◆ **Available data**

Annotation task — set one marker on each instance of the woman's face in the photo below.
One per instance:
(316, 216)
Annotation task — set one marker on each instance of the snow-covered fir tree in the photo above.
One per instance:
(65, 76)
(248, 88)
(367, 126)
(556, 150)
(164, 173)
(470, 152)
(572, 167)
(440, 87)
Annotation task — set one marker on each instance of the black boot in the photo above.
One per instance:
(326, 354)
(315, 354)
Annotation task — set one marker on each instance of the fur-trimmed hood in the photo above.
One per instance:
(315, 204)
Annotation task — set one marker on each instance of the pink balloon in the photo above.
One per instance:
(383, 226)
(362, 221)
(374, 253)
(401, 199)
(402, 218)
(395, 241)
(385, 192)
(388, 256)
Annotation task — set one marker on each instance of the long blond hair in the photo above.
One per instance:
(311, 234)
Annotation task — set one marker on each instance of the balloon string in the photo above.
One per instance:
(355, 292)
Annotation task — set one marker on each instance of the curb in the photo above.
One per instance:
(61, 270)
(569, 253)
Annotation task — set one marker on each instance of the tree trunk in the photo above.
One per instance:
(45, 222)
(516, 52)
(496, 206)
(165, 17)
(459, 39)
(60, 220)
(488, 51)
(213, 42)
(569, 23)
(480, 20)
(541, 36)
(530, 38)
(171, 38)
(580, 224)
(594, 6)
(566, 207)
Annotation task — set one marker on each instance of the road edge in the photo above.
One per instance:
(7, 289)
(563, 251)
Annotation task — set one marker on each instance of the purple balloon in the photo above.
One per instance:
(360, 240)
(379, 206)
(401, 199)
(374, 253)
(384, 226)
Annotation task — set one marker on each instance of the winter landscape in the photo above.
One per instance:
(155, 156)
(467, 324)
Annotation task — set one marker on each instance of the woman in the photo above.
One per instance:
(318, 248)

...

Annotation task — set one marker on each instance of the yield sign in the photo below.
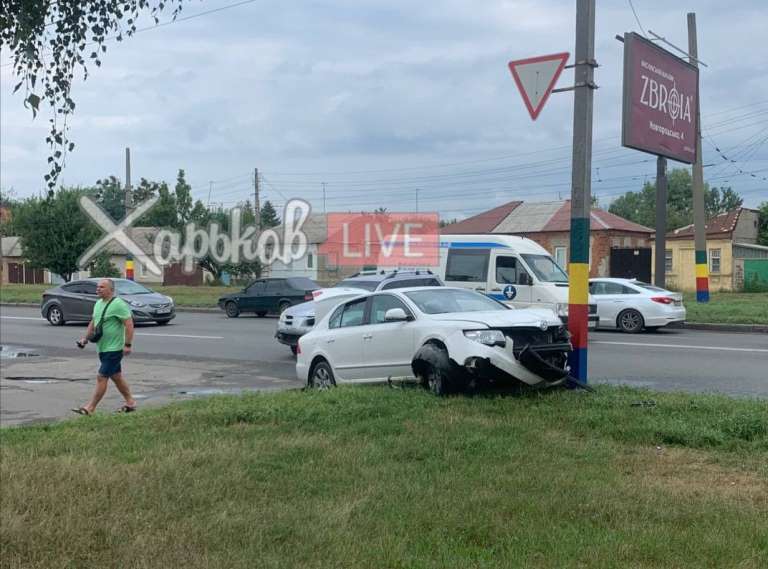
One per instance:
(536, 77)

◆ **Description of the task**
From the listing above, collect each line in which the string "woman" appears.

◆ **Output**
Annotation task — set one marker on each instance of the woman's face in the photo below.
Annotation task — set one marker on each instance of the woman in the photo above.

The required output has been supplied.